- Your task:
Take the line that contains "Query: bird's head" and each line after it in the material below, and transcribe them exactly, stopping at the end.

── Records for this task ──

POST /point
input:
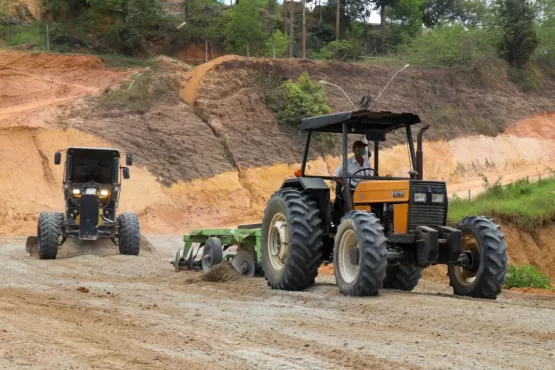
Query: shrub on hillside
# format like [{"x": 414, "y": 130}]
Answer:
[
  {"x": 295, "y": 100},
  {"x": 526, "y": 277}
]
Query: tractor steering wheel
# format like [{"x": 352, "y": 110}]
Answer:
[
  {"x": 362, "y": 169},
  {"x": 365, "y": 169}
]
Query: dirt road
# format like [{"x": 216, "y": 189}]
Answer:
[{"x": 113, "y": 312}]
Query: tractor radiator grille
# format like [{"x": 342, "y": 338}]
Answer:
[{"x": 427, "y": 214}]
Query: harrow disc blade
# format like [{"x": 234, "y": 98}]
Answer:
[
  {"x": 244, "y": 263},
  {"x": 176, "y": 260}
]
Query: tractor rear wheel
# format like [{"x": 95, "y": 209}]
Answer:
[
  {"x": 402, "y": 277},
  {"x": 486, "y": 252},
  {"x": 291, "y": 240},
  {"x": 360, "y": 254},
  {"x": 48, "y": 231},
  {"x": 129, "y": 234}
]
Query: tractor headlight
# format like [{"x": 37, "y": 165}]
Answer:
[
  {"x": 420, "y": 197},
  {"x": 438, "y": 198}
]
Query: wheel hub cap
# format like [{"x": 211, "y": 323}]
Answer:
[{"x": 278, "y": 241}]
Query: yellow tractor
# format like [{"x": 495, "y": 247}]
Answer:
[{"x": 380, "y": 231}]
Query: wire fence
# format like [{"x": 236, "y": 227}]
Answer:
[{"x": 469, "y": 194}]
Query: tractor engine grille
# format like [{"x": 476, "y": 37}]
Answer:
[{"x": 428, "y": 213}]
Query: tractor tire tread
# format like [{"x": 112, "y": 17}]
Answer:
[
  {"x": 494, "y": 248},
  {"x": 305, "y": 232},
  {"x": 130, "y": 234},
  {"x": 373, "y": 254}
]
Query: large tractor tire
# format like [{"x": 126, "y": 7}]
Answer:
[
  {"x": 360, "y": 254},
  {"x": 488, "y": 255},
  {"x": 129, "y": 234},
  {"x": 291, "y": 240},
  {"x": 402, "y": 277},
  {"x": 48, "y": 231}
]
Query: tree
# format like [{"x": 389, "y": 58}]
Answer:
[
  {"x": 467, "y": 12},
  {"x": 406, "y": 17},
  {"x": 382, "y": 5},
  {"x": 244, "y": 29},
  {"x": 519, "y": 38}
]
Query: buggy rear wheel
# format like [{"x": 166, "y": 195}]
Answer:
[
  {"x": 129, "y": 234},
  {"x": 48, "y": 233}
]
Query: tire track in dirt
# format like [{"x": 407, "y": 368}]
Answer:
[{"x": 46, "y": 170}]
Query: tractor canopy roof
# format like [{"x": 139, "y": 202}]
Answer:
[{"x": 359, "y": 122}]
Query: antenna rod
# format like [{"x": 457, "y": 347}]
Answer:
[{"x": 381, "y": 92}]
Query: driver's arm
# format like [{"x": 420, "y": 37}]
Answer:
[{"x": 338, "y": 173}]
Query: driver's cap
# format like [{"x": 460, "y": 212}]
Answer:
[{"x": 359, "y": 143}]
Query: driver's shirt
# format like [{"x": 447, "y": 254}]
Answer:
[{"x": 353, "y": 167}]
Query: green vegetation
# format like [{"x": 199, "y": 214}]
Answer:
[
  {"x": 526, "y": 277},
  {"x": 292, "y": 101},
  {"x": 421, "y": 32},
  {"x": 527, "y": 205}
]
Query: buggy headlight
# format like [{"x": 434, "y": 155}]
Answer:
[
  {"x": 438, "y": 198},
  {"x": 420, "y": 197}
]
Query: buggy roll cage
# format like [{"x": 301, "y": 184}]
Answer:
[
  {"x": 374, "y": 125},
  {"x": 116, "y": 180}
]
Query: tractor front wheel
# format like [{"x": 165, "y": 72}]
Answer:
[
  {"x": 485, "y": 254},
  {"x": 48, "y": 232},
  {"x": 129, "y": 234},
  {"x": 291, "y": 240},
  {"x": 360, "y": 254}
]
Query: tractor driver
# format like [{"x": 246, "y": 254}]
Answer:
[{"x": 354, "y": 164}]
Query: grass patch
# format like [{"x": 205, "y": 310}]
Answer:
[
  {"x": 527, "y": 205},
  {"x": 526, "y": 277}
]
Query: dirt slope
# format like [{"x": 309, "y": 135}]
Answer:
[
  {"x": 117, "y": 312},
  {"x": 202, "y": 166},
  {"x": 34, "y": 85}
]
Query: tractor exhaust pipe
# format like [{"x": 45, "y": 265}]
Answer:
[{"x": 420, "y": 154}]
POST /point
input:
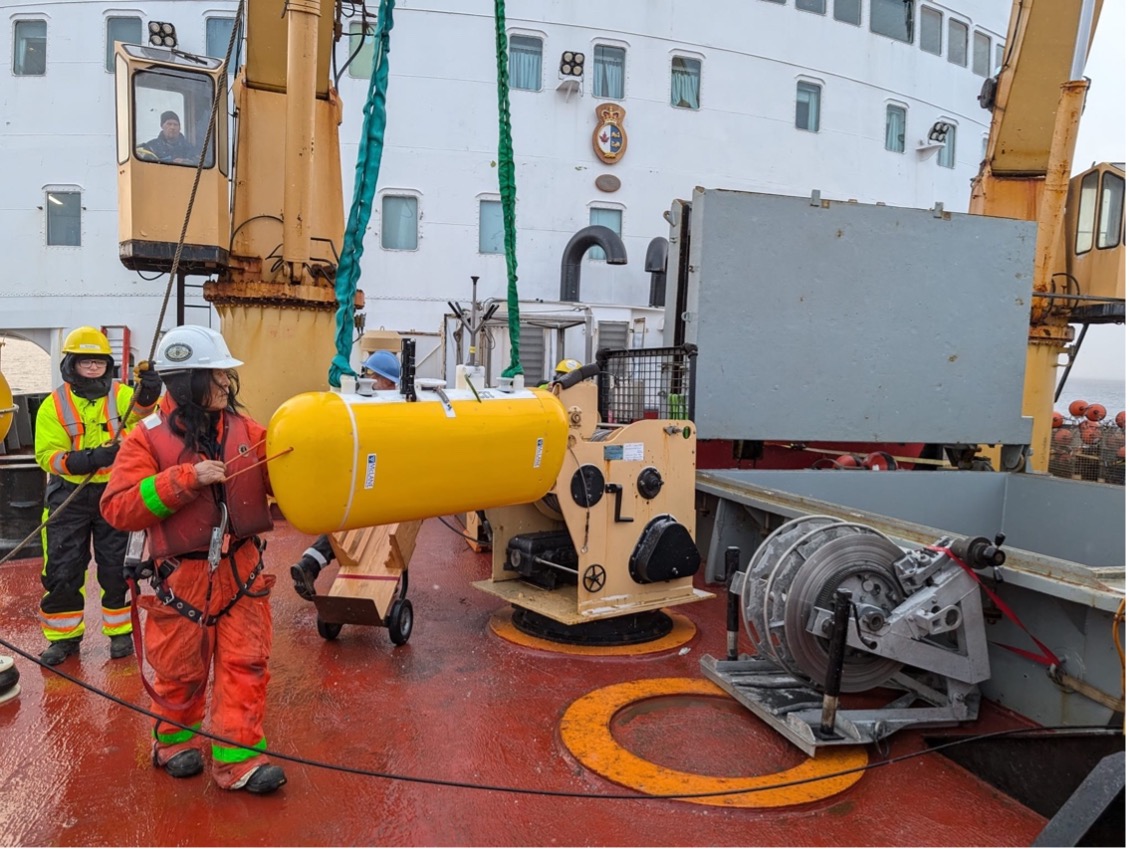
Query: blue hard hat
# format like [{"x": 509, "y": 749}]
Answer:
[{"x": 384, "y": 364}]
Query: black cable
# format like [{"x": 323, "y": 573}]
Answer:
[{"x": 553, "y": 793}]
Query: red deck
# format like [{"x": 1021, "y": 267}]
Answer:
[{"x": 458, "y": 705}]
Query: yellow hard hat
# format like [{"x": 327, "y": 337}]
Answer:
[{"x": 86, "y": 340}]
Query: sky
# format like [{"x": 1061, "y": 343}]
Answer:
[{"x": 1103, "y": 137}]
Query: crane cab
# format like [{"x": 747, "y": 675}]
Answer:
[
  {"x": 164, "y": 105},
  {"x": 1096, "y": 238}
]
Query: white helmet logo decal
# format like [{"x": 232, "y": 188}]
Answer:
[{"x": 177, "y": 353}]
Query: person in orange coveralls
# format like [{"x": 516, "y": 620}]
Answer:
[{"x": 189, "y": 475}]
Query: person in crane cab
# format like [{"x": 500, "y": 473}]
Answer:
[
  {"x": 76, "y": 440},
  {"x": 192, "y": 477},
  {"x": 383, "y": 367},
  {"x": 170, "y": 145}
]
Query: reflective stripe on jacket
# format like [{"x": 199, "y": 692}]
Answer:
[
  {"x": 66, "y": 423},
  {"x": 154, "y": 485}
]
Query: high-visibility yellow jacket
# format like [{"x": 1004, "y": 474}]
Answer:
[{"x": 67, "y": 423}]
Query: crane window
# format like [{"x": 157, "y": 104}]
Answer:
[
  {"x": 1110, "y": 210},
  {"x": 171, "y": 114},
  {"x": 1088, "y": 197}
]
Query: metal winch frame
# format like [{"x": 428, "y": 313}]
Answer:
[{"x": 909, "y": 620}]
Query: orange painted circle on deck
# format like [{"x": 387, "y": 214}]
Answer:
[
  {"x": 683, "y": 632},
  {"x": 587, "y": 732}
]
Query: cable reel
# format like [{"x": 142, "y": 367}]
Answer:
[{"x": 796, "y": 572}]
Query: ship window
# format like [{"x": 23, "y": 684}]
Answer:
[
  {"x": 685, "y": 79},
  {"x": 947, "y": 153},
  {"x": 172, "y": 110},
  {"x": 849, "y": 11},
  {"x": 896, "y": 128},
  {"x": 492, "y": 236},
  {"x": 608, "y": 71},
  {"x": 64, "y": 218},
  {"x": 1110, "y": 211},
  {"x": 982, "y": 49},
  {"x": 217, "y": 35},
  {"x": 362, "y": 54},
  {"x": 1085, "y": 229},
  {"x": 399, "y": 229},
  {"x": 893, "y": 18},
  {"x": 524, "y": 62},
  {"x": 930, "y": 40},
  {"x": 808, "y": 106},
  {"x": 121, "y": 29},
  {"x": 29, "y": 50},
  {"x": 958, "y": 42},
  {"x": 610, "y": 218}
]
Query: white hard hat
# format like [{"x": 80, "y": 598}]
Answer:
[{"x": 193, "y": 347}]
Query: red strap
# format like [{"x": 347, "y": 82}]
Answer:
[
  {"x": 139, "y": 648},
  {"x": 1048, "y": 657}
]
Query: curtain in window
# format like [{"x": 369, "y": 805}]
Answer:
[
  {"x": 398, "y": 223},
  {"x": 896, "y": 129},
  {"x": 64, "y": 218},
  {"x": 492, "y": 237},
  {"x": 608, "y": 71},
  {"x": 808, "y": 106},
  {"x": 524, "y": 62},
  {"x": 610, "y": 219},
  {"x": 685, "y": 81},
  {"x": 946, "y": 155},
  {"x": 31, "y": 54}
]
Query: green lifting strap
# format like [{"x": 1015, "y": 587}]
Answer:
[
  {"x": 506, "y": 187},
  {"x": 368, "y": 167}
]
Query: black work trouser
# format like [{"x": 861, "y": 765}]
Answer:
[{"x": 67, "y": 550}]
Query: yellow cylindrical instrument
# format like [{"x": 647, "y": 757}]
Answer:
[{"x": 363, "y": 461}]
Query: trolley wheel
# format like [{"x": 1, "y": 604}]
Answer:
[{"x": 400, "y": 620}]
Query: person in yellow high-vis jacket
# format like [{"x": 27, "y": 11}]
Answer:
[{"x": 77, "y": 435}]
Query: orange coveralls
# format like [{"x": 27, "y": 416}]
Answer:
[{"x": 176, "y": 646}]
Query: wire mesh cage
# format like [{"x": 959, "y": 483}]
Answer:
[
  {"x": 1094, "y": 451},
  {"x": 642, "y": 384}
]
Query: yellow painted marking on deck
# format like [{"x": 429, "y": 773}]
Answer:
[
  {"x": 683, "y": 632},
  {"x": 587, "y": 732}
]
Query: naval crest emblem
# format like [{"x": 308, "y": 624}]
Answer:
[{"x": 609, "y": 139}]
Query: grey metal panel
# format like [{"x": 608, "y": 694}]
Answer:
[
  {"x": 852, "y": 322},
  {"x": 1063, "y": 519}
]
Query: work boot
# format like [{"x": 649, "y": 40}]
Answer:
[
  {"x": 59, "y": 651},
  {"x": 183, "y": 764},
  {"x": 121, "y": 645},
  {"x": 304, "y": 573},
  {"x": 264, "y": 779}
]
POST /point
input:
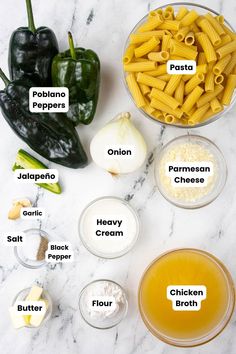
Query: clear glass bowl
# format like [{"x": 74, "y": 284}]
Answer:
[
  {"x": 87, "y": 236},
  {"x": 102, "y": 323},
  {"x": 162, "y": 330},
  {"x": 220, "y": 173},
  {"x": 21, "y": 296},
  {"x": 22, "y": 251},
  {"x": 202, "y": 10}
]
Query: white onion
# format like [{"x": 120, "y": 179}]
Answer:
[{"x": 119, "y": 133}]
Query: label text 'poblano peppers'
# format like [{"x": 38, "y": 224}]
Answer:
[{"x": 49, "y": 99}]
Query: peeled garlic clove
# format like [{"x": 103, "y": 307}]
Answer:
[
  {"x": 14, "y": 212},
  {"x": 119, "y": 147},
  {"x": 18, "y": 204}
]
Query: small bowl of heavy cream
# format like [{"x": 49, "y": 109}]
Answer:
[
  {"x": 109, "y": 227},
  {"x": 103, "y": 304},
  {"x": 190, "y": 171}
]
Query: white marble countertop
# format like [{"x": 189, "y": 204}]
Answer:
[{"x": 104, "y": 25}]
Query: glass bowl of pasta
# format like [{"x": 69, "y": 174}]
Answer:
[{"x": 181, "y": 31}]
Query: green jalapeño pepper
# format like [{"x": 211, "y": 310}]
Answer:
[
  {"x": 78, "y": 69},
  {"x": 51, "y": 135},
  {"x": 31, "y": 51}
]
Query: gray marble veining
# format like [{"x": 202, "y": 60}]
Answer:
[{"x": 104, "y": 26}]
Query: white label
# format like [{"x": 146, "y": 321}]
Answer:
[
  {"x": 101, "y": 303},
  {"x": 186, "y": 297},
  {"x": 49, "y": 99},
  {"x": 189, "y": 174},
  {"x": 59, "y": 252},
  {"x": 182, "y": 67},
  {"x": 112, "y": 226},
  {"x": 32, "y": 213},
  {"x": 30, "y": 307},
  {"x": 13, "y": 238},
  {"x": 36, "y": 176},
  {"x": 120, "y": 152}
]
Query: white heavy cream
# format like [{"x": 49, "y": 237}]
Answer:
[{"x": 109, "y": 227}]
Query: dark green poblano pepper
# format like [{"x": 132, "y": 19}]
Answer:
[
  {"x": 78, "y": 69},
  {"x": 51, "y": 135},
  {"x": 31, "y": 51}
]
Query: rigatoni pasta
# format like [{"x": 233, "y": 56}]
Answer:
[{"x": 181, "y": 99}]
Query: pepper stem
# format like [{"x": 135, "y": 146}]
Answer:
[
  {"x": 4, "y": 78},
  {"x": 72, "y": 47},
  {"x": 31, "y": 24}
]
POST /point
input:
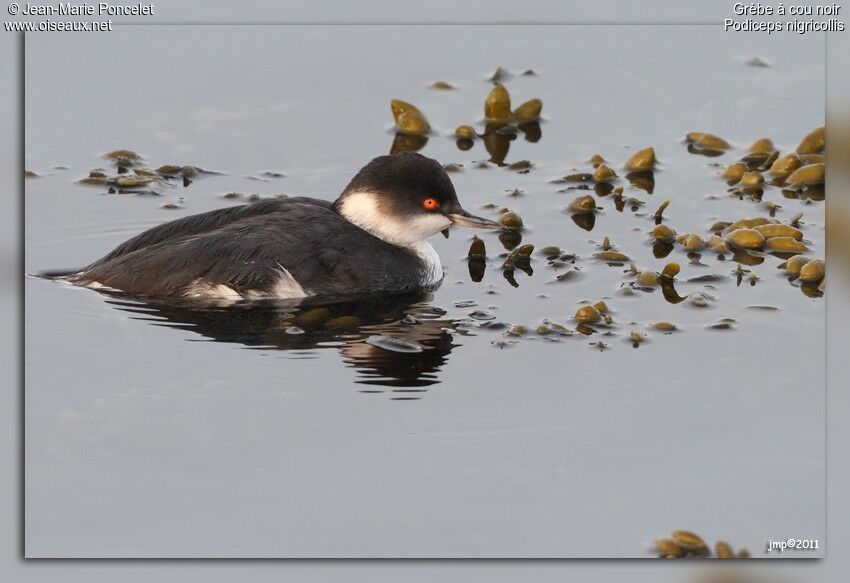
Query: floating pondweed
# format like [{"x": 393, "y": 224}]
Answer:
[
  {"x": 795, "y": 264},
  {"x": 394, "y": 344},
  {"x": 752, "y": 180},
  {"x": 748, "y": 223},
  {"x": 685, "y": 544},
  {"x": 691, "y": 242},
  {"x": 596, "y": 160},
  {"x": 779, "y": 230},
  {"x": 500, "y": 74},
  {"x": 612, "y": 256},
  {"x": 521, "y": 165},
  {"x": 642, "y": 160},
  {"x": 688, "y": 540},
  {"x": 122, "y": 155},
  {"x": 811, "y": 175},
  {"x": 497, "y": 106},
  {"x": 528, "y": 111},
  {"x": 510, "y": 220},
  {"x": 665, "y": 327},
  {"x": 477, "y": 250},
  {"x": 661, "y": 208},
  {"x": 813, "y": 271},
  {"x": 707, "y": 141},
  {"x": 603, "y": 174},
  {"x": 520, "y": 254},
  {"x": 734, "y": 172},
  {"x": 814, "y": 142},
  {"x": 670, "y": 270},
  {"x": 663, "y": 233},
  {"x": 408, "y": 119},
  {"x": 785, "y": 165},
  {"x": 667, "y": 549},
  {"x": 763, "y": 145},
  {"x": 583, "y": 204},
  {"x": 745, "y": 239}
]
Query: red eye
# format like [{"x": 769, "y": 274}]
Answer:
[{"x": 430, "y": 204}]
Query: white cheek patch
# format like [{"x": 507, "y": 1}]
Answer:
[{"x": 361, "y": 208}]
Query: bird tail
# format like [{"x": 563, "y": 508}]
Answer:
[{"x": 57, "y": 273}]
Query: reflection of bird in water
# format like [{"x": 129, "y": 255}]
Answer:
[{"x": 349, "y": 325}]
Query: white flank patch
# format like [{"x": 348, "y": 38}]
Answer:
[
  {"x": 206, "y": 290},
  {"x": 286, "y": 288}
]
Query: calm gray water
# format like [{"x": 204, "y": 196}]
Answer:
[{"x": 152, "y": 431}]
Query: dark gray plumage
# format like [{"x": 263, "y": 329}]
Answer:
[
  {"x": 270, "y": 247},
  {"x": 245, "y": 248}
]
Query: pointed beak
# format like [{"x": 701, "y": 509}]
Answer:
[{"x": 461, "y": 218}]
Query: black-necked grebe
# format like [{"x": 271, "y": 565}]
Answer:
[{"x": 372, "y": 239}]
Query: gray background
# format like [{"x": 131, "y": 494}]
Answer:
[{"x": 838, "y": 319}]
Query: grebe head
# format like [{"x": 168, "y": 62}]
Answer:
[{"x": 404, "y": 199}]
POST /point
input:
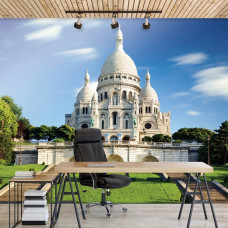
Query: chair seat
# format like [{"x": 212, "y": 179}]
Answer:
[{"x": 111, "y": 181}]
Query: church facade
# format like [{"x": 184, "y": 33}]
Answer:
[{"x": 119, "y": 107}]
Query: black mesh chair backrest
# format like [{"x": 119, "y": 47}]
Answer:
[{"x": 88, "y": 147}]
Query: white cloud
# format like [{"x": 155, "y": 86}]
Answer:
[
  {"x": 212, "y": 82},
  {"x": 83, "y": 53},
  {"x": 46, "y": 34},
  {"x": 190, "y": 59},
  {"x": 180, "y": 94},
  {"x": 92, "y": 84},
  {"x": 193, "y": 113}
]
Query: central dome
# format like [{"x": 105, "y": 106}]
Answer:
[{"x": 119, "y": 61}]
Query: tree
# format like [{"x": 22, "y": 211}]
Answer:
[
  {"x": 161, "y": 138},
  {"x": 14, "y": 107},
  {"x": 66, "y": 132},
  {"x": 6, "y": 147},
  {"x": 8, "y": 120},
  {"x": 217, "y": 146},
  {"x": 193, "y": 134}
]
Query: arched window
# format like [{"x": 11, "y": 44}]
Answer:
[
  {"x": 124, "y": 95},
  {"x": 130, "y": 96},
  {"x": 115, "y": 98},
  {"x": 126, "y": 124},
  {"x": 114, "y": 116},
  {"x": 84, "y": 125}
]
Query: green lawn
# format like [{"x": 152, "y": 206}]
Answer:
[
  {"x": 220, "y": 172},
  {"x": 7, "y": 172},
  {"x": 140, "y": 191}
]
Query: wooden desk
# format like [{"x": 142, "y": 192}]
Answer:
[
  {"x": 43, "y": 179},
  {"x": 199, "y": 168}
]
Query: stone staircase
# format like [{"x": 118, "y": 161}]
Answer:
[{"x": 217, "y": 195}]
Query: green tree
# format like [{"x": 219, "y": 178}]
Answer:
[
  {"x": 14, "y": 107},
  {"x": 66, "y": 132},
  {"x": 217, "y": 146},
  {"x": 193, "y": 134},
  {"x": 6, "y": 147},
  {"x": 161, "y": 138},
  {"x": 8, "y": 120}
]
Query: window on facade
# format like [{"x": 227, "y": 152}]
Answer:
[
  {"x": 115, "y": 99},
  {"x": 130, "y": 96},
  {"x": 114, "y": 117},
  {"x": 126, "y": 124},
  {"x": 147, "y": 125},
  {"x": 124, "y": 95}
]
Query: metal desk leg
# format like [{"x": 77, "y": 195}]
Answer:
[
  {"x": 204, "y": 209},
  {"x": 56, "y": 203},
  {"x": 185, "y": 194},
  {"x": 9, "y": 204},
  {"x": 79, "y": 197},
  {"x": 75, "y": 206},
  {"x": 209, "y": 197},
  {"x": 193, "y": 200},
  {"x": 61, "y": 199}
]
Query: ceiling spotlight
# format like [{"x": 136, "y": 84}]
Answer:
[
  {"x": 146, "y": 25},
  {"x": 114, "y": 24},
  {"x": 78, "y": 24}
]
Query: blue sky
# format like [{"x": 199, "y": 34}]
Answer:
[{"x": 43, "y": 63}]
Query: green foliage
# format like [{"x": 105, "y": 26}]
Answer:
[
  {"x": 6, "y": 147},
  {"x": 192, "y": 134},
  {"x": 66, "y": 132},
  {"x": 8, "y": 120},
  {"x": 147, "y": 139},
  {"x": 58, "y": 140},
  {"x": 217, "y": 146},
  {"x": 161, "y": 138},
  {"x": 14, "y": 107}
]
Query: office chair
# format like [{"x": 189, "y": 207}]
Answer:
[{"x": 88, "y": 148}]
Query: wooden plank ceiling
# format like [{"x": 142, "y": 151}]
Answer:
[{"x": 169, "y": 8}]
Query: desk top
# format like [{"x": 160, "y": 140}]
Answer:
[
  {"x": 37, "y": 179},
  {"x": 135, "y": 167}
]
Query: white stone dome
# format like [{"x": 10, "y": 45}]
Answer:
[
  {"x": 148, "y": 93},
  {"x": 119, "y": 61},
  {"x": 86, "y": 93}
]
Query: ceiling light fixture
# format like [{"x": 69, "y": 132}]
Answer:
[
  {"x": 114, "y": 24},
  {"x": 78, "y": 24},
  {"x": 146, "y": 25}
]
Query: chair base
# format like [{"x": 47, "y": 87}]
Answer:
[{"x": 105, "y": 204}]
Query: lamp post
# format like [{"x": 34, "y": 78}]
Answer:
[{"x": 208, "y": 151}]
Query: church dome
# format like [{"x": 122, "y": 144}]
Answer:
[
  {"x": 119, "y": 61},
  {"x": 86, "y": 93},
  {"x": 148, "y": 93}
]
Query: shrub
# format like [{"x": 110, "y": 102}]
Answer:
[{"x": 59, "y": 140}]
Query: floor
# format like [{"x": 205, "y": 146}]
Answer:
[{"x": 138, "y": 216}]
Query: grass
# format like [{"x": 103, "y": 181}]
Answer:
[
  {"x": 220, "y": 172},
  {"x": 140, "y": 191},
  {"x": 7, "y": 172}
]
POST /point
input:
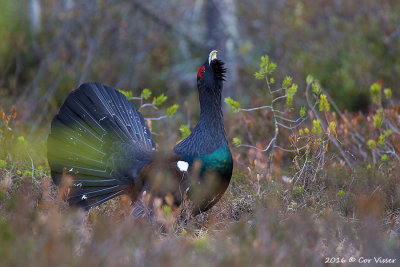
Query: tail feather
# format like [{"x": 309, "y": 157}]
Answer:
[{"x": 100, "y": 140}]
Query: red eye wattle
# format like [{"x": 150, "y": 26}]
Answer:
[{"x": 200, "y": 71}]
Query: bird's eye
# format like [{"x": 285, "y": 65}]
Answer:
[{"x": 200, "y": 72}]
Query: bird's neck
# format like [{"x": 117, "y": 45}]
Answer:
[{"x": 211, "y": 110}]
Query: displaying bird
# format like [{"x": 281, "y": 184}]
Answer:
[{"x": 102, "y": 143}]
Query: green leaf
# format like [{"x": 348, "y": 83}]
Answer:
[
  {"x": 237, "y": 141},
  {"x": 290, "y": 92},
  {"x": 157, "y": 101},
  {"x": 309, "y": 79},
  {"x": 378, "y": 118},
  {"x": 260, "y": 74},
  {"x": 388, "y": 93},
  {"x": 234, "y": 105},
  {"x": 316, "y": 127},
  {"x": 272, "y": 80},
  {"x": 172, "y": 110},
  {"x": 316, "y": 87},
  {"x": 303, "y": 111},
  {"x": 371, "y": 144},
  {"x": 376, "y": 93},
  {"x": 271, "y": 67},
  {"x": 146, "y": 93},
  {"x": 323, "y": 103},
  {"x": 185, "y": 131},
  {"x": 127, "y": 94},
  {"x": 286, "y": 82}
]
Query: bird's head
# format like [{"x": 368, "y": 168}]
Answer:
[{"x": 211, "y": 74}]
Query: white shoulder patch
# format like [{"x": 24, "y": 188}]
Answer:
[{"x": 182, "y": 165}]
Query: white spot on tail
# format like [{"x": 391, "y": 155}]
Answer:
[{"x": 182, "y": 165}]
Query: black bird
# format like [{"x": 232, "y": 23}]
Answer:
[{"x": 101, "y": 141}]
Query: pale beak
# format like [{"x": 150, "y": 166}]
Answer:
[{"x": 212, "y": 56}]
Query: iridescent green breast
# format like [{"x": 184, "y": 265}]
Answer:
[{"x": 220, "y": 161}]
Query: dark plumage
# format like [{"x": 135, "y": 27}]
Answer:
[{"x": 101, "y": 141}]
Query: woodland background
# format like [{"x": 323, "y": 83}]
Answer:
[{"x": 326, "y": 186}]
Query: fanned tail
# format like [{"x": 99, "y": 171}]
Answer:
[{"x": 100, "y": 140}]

───

- Final answer:
Query: bird's head
# format like [{"x": 368, "y": 168}]
Answer:
[{"x": 211, "y": 74}]
Query: white shoulder patch
# format like [{"x": 24, "y": 188}]
Answer:
[{"x": 182, "y": 165}]
Query: white spot on tail
# format like [{"x": 391, "y": 155}]
Answer:
[{"x": 182, "y": 165}]
Query: black bird
# format like [{"x": 232, "y": 23}]
Answer:
[{"x": 101, "y": 141}]
Query: pale beak
# format like [{"x": 150, "y": 166}]
Answer:
[{"x": 212, "y": 56}]
Query: iridescent green breast
# format like [{"x": 184, "y": 265}]
Answer:
[{"x": 220, "y": 161}]
Query: dark plumage
# format like [{"x": 135, "y": 27}]
Answer:
[{"x": 101, "y": 141}]
Query: woodland background
# format like [{"x": 323, "y": 83}]
Answer:
[{"x": 326, "y": 186}]
Query: fanned tail
# format like [{"x": 99, "y": 171}]
Answer:
[{"x": 100, "y": 140}]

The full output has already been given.